§ **OBJECTIVE**
Rewrite all the lines below as a numbered list, skipping any blank lines and leaving out the pictures.

§ **RECORDS FOR THE EXERCISE**
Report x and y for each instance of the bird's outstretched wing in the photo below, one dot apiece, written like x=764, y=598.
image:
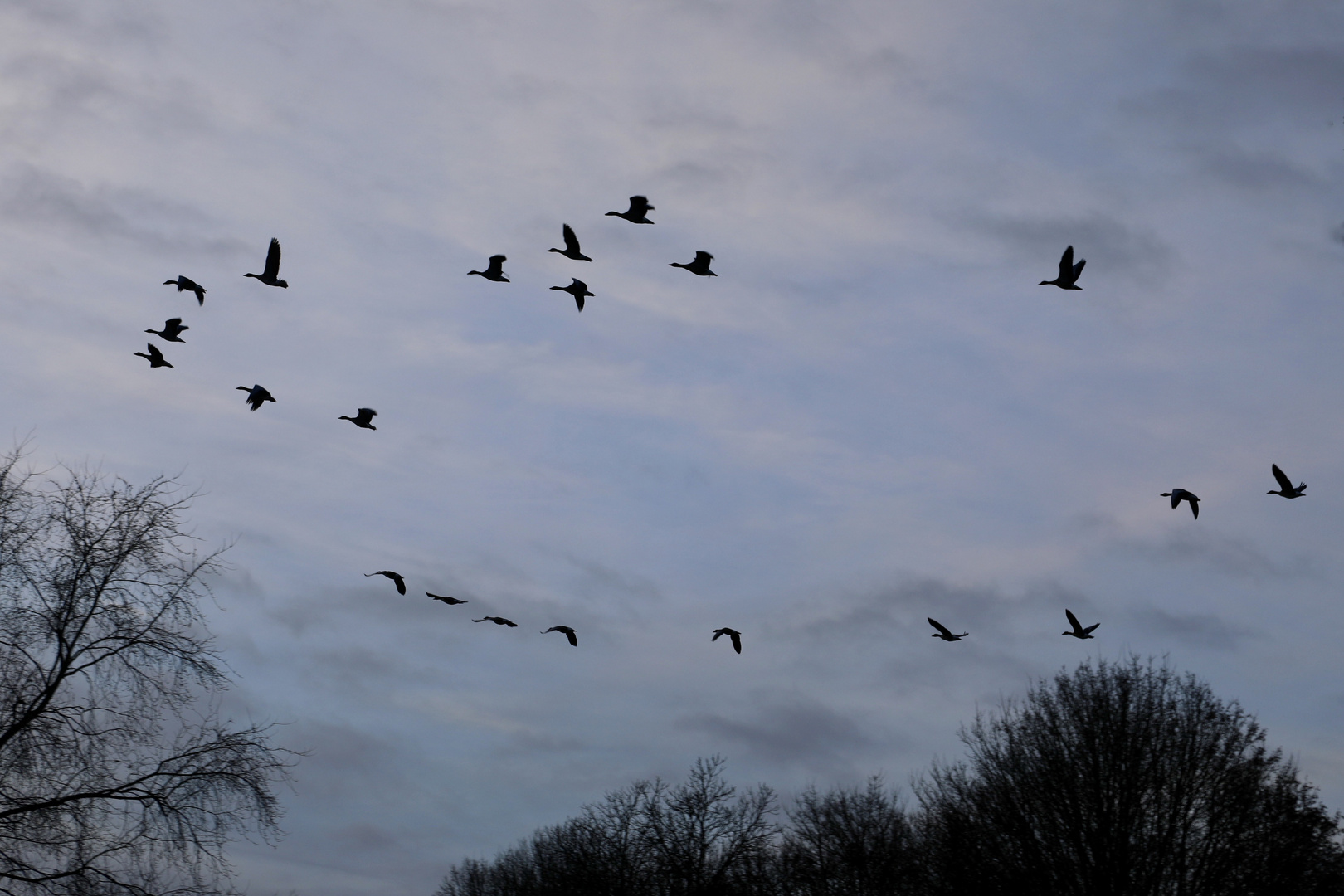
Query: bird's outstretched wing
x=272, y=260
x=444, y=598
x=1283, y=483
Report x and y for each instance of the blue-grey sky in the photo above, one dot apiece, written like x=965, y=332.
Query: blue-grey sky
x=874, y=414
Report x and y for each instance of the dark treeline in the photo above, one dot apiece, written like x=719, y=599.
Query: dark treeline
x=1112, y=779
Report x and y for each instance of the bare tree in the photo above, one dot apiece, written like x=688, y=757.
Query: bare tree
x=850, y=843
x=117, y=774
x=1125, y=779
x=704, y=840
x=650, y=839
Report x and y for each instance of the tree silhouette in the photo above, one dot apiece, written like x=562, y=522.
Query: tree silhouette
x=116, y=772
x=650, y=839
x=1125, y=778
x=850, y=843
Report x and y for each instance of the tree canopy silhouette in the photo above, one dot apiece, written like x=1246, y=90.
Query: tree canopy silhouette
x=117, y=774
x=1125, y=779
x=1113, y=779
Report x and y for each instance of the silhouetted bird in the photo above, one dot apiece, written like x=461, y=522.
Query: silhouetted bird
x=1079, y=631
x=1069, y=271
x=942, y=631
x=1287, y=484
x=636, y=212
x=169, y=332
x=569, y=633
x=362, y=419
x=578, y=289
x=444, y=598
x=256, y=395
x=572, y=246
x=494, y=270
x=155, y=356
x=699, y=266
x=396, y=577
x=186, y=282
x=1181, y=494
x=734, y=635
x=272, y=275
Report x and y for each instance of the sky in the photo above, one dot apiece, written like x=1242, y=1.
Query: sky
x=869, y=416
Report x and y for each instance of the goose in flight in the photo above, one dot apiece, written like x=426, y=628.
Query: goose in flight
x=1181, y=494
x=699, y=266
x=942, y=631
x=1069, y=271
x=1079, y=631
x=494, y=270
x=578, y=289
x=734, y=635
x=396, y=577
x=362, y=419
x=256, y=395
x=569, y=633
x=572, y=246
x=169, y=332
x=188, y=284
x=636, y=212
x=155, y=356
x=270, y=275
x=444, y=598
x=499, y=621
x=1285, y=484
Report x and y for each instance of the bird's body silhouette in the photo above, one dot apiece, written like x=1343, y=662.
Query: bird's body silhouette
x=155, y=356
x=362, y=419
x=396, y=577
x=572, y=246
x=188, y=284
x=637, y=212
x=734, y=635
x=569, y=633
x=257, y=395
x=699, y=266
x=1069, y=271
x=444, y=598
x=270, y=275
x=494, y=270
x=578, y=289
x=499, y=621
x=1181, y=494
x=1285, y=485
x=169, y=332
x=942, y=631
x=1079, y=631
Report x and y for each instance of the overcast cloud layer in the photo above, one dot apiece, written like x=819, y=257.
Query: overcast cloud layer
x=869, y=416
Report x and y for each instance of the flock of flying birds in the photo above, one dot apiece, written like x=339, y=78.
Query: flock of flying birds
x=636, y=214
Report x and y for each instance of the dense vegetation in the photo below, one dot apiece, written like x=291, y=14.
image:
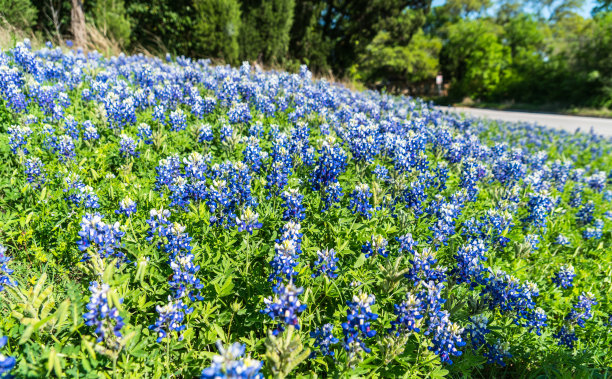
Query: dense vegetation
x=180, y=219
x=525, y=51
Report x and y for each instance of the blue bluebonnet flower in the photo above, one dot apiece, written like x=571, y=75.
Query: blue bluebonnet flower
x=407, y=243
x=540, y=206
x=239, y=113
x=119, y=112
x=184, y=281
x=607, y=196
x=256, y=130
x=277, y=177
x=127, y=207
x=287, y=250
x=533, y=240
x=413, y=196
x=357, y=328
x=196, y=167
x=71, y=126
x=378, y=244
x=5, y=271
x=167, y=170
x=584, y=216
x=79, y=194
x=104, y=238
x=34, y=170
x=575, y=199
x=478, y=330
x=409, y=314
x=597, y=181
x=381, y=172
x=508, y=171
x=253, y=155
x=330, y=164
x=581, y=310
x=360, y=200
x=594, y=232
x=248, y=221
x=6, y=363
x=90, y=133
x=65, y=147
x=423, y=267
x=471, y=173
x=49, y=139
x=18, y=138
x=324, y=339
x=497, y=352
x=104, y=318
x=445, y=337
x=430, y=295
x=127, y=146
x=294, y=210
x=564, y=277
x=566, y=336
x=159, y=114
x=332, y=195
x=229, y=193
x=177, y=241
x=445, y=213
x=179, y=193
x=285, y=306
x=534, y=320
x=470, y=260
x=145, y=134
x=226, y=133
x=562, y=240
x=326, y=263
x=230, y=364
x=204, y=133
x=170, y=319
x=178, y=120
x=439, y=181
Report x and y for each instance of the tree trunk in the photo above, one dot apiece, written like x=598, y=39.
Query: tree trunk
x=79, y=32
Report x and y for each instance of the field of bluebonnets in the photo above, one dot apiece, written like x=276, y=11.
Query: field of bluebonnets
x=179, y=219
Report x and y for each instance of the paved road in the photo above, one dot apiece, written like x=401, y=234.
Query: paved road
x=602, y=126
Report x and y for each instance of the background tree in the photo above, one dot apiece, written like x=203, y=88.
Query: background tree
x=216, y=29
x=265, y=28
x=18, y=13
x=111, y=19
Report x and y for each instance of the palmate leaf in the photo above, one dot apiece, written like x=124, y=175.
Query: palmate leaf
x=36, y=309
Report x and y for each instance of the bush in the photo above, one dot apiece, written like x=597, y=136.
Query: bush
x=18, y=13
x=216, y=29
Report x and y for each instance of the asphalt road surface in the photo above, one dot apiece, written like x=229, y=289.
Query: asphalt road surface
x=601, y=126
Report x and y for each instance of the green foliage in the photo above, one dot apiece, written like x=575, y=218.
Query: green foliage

§ **SOLUTION FOR THIS TASK**
1. Report x and y for each instance of the bird's outstretched wing in the photo below, one dot apiece, written like x=764, y=598.
2. image:
3. Query: bird's outstretched wing
4. x=272, y=260
5. x=444, y=598
6. x=1283, y=483
7. Report x and y for each instance of the blue-grey sky in the photo above, one dot apiece, written like x=965, y=332.
8. Query: blue-grey sky
9. x=874, y=414
10. Report x and y for each instance of the dark treeline in the photo above, one dot apiece, written like x=719, y=599.
11. Query: dark treeline
12. x=1112, y=779
13. Report x and y for each instance of the bare tree in the photo above, one dot apiece, written like x=688, y=757.
14. Query: bare tree
15. x=850, y=843
16. x=117, y=774
17. x=1125, y=779
18. x=704, y=840
19. x=650, y=839
20. Report x and y for each instance of the tree silhouette in the photo above, one dot apiece, written like x=562, y=522.
21. Query: tree silhouette
22. x=116, y=772
23. x=650, y=839
24. x=1125, y=778
25. x=850, y=843
26. Report x and y for each instance of the tree canopy silhouette in the photo above, one dot apiece, written like x=1246, y=90.
27. Query: tree canopy silhouette
28. x=117, y=774
29. x=1125, y=779
30. x=1113, y=779
31. Report x and y for each instance of the silhouetted bird in the photo above, one dot apiece, written like x=461, y=522.
32. Query: silhouetted bird
33. x=1079, y=631
34. x=1069, y=271
35. x=942, y=631
36. x=1287, y=484
37. x=636, y=212
38. x=169, y=332
39. x=569, y=633
40. x=362, y=419
41. x=578, y=289
42. x=444, y=598
43. x=256, y=395
44. x=572, y=246
45. x=494, y=270
46. x=155, y=356
47. x=699, y=266
48. x=396, y=577
49. x=186, y=282
50. x=1181, y=494
51. x=734, y=635
52. x=272, y=275
53. Report x and y for each instance of the sky in the photo above, one dot apiece, written like x=1242, y=1.
54. Query: sky
55. x=869, y=416
56. Report x and y for each instance of the goose in flight in the photo above, one dot apiece, written like x=426, y=628.
57. Query: goose in flight
58. x=1181, y=494
59. x=699, y=266
60. x=942, y=631
61. x=1069, y=271
62. x=1079, y=631
63. x=494, y=270
64. x=578, y=289
65. x=734, y=635
66. x=396, y=577
67. x=362, y=419
68. x=256, y=395
69. x=569, y=633
70. x=572, y=246
71. x=169, y=332
72. x=188, y=284
73. x=636, y=212
74. x=155, y=356
75. x=270, y=275
76. x=444, y=598
77. x=499, y=621
78. x=1285, y=484
79. Report x and y for each instance of the bird's body silhouette in the photo above, one dot apiece, written like x=1343, y=662.
80. Query: bird's body silhouette
81. x=155, y=356
82. x=362, y=419
83. x=396, y=577
84. x=572, y=246
85. x=188, y=284
86. x=637, y=212
87. x=734, y=635
88. x=569, y=633
89. x=257, y=395
90. x=699, y=266
91. x=1069, y=271
92. x=444, y=598
93. x=270, y=275
94. x=494, y=270
95. x=578, y=289
96. x=499, y=621
97. x=1181, y=494
98. x=1285, y=485
99. x=169, y=332
100. x=942, y=631
101. x=1079, y=631
102. Report x and y for each instance of the overcast cloud layer in the photo above, one dot apiece, written like x=819, y=257.
103. Query: overcast cloud layer
104. x=869, y=416
105. Report x and y for each instance of the flock of flying birds in the photo above, one dot apiece, written like x=339, y=78.
106. Query: flock of flying birds
107. x=636, y=214
108. Report x and y for each instance of the dense vegetation in the photo below, one dot apiece, written like x=291, y=14.
109. image:
110. Query: dense vegetation
111. x=180, y=219
112. x=525, y=51
113. Report x and y for each instance of the blue bluebonnet flower in the photo above, one dot apiece, written like x=571, y=75.
114. Query: blue bluebonnet flower
115. x=407, y=243
116. x=540, y=206
117. x=239, y=113
118. x=119, y=112
119. x=184, y=281
120. x=607, y=196
121. x=256, y=130
122. x=277, y=177
123. x=127, y=207
124. x=287, y=250
125. x=533, y=240
126. x=413, y=196
127. x=357, y=328
128. x=196, y=167
129. x=71, y=126
130. x=378, y=244
131. x=5, y=271
132. x=167, y=170
133. x=584, y=216
134. x=79, y=194
135. x=104, y=238
136. x=34, y=170
137. x=575, y=199
138. x=478, y=330
139. x=409, y=314
140. x=597, y=181
141. x=381, y=172
142. x=508, y=171
143. x=253, y=155
144. x=330, y=164
145. x=581, y=310
146. x=360, y=200
147. x=594, y=232
148. x=248, y=221
149. x=6, y=363
150. x=90, y=133
151. x=65, y=147
152. x=423, y=267
153. x=471, y=173
154. x=49, y=139
155. x=18, y=138
156. x=324, y=339
157. x=497, y=352
158. x=104, y=318
159. x=445, y=337
160. x=430, y=295
161. x=127, y=146
162. x=294, y=210
163. x=564, y=277
164. x=566, y=336
165. x=159, y=114
166. x=332, y=195
167. x=229, y=193
168. x=177, y=241
169. x=445, y=213
170. x=179, y=193
171. x=285, y=306
172. x=534, y=320
173. x=470, y=260
174. x=145, y=134
175. x=226, y=133
176. x=562, y=240
177. x=326, y=263
178. x=230, y=364
179. x=204, y=133
180. x=170, y=319
181. x=178, y=120
182. x=439, y=181
183. Report x and y for each instance of the tree trunk in the photo above, one dot apiece, written like x=598, y=39.
184. Query: tree trunk
185. x=79, y=32
186. Report x and y for each instance of the field of bluebonnets in the photo above, one dot apiece, written like x=276, y=11.
187. Query: field of bluebonnets
188. x=179, y=219
189. Report x and y for each instance of the paved road in the photo above, one dot apiece, written like x=401, y=234.
190. Query: paved road
191. x=602, y=126
192. Report x and y for each instance of the background tree in the photo above, one dot apiece, written like x=203, y=88.
193. Query: background tree
194. x=216, y=29
195. x=265, y=28
196. x=18, y=13
197. x=111, y=19
198. Report x and y for each instance of the palmate leaf in the photo above, one dot apiece, written like x=124, y=175.
199. Query: palmate leaf
200. x=36, y=309
201. Report x and y for each instance of the bush in the photo above, one dot apiece, written like x=597, y=136.
202. Query: bush
203. x=18, y=13
204. x=216, y=29
205. Report x and y for each instance of the asphalt road surface in the photo above, one dot apiece, written like x=229, y=289.
206. Query: asphalt road surface
207. x=601, y=126
208. Report x and y for each instance of the green foliage in the photo above, one dot apiece, written like x=575, y=218.
209. Query: green foliage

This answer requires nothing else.